■ **WRITTEN REQUEST**:
Here are some records; return them all exactly.

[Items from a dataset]
....................

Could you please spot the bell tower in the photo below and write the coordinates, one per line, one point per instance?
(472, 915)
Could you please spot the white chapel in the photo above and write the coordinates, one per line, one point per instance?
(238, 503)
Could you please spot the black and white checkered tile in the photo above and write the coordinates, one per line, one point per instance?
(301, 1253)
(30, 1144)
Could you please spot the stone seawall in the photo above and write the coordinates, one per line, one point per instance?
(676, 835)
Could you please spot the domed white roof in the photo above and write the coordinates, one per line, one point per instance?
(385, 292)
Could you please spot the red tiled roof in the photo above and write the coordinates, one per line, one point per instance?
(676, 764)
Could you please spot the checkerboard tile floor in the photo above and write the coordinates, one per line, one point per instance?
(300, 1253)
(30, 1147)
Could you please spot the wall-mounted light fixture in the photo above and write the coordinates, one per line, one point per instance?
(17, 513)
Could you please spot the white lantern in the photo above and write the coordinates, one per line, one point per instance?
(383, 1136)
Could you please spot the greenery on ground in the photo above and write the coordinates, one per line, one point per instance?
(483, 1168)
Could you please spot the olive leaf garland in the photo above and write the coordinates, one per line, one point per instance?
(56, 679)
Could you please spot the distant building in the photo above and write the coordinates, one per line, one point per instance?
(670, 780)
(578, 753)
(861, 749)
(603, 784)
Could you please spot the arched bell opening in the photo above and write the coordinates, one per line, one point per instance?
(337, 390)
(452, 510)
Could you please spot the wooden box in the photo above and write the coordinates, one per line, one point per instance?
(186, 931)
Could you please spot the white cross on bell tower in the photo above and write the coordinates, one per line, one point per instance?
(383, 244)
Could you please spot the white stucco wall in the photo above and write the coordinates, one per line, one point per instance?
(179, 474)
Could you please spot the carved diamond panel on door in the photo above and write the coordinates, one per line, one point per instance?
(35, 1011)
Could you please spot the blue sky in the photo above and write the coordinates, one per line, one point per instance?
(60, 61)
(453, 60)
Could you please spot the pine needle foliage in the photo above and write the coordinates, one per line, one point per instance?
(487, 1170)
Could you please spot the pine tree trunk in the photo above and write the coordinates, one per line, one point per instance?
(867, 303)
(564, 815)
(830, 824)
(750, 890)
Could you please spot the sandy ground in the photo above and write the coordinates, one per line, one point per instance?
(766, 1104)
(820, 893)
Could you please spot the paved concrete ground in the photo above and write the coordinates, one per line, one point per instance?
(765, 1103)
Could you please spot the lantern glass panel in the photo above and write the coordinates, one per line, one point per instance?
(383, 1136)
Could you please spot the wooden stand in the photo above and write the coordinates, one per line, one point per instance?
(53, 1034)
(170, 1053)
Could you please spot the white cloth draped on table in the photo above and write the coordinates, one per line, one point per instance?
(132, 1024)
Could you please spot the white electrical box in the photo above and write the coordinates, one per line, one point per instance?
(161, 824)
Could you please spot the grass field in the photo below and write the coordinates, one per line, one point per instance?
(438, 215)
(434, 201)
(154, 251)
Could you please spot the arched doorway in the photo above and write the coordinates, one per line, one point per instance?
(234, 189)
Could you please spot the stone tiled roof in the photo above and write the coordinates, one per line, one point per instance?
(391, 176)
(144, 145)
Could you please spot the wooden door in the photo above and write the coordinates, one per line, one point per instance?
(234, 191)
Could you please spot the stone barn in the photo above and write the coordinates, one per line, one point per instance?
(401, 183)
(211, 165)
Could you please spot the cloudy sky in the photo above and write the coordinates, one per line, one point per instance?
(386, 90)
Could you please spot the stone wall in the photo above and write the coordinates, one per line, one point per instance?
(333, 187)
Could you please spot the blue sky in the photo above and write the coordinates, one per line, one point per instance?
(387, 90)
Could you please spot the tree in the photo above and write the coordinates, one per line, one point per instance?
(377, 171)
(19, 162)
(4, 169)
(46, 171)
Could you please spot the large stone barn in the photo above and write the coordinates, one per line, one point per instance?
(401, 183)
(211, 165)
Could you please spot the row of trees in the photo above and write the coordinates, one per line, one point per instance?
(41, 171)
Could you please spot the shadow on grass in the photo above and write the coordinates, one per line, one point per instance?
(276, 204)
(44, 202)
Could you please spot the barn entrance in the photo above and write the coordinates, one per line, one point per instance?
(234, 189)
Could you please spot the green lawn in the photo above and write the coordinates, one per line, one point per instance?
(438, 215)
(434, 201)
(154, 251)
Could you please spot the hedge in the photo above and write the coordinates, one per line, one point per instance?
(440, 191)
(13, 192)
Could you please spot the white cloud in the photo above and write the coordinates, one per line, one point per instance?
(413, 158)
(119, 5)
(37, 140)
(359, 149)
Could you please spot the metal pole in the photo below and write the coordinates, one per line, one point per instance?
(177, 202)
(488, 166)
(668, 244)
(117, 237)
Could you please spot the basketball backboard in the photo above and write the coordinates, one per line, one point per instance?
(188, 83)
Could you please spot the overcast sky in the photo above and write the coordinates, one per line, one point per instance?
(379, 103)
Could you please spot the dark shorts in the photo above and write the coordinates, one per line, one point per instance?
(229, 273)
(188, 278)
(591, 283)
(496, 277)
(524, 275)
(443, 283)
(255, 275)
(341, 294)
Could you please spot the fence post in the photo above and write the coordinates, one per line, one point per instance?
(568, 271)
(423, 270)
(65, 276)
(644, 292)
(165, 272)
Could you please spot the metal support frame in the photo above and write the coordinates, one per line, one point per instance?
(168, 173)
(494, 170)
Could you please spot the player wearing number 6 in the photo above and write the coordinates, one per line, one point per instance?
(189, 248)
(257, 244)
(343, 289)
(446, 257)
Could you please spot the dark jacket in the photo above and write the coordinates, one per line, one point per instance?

....................

■ **EXPECTED ANSWER**:
Could you please spot the bell tower in the photo below and write the coordinates, one per line, one point per instance?
(472, 915)
Could you please spot the white chapel in the photo above and write the coordinates, one per line, one point per instance?
(238, 503)
Could you please spot the black and white checkered tile in the photo above and write the coordinates, one per line, one point per instance?
(301, 1253)
(30, 1144)
Could you please spot the stone seawall in the photo above and write the coordinates, one per line, one point per instance?
(676, 835)
Could you please spot the domed white roof in the photo above and write the coordinates, one per line, one point per instance?
(385, 292)
Could you please spot the red tiled roof in the photo above and write the coordinates, one per line, one point per instance?
(676, 764)
Could you please spot the checkerboard tile floor in the photo above and write the coordinates, one per line, one point per instance?
(300, 1253)
(30, 1147)
Could you please spot the wall-mounted light fixture in the photo above and write the coordinates, one per line, one point per instance?
(17, 513)
Could you please spot the white lantern in the photo above and write the coordinates, one per line, one point per instance?
(383, 1136)
Could you please spot the greenery on ground in the photo above and write the coordinates, one per line, one point per instance?
(483, 1168)
Could you please spot the olive leaf garland in the photo above and write the coordinates, one per line, one point per instance?
(56, 679)
Could you please spot the distant building in the photo above and write the coordinates, one per line, one point per instance?
(670, 780)
(578, 753)
(861, 749)
(603, 784)
Could you please spot the arched bell opening in the photo above and write the coordinates, one per line, one point per instance?
(337, 390)
(452, 510)
Could you please spot the wooden box in the photo above and write the coordinates, one per line, one point per instance?
(186, 931)
Could you please spot the white cross on bell tower in the photo above and write the coordinates, one per line, one point per instance?
(383, 244)
Could you please spot the white stucco wall in the photo above and write the coordinates, one per line, one point per instance?
(179, 474)
Could you please spot the carved diamond panel on door in the photo above and write the coordinates, one per line, one point per instance?
(35, 1011)
Could you please spot the blue sky in the photo above and write the coordinates, one per line, one point per instance?
(60, 61)
(453, 60)
Could you please spot the pine needle foliage in the photo above and write the coordinates, one per line, one point per instance?
(487, 1170)
Could you please spot the pine tree trunk in the photo above and write the coordinates, one per line, one point per instance?
(867, 303)
(564, 815)
(830, 824)
(750, 890)
Could you please spot the sandy ground in the photo above and write the coordinates, one per line, one point per instance?
(766, 1104)
(820, 893)
Could you please spot the paved concrete ground in the photo above and write the coordinates, one per line, one point per instance?
(765, 1103)
Could you please spot the lantern glass panel in the photo above and write the coordinates, one per line, one point per instance?
(383, 1136)
Could you please spot the wooden stand in the photo above and write the coordinates, one per line, one point per instance?
(53, 1034)
(170, 1053)
Could you please spot the white cloth draped on table in the photo above and write the coordinates, one per line, one point per instance?
(132, 1024)
Could you please spot the white electrical box in the photo above and write the coordinates, one per line, one point per instance?
(161, 824)
Could you please spot the grass field in the photo below and write the coordinates, one per line, one point per instance?
(438, 215)
(434, 201)
(154, 251)
Could you please spot the arched doorway in the photo above and write the coordinates, one per line, one point per instance?
(234, 189)
Could you please spot the stone tiled roof in the photo above and write the coordinates, one per line, one point per instance?
(391, 176)
(144, 145)
Could you please spot the wooden door in the photo above and write the coordinates, one per line, one point per instance?
(234, 191)
Could you please spot the stone barn in the photo above and write the coordinates, one per line, one point per instance?
(401, 183)
(211, 165)
Could you please spot the cloudy sky in the photo above and write the coordinates, one per line, one point per instance?
(386, 90)
Could you please spot the stone wall in the photo above and write the coordinates, one per line, one point per instance?
(333, 187)
Could you please spot the blue sky in the photo above and write the coordinates, one per line, one point per instance?
(387, 90)
Could you please spot the tree in the photo above and write the coordinates, one per line, one point per instance?
(377, 171)
(19, 162)
(4, 169)
(46, 171)
Could you please spot the large stone barn in the photo above and write the coordinates, one per line, one point per instance?
(401, 183)
(211, 165)
Could you please spot the row of trees in the photo above and write the coordinates, one per line, one point per instance?
(41, 171)
Could you please spot the shadow on grass in the photo above and write the coordinates, one per line, one point per instance?
(276, 204)
(44, 202)
Could you please spot the barn entrance in the photo above and write the coordinates, one per line, one point per instance?
(234, 189)
Could you please spot the green lawn in the photo above and write the coordinates, one per line, one point per instance?
(438, 215)
(434, 201)
(154, 251)
Could you please spot the hedge in the photo above and write the coordinates, one per line, one point per instance?
(440, 191)
(13, 192)
Could you please spot the white cloud in the photo above and write the coordinates, one per line, one point per instance?
(413, 158)
(119, 5)
(37, 140)
(359, 149)
Could you please spot the metal pole in the photo below and write the coordinates, one per line, one point per instance?
(177, 202)
(488, 166)
(668, 244)
(117, 237)
Could you please spot the basketball backboard in the photo above and write the coordinates, one per line, one point per instance?
(188, 83)
Could you please spot the overcast sky in the photo above and write the coordinates, one per line, one point per instance?
(379, 103)
Could you please spot the dark shorts in the photo above and write the coordinates, one per line, one point per instance?
(229, 273)
(188, 278)
(591, 283)
(496, 277)
(524, 275)
(443, 283)
(255, 275)
(341, 294)
Could you please spot the fence post in the photo above and write the coordinates, one per line, one point per instance?
(568, 271)
(423, 270)
(65, 276)
(644, 292)
(165, 272)
Could you please spot the metal support frame in the photo above and write the coordinates, one per line, one point per instance?
(168, 173)
(494, 170)
Could you please spot the player wearing number 6 in the photo above and write the coordinates, one per line, one point per instance?
(189, 248)
(257, 244)
(343, 289)
(446, 257)
Could you please spot the dark jacket in the photo above and write the coordinates, one per line, one point per instance?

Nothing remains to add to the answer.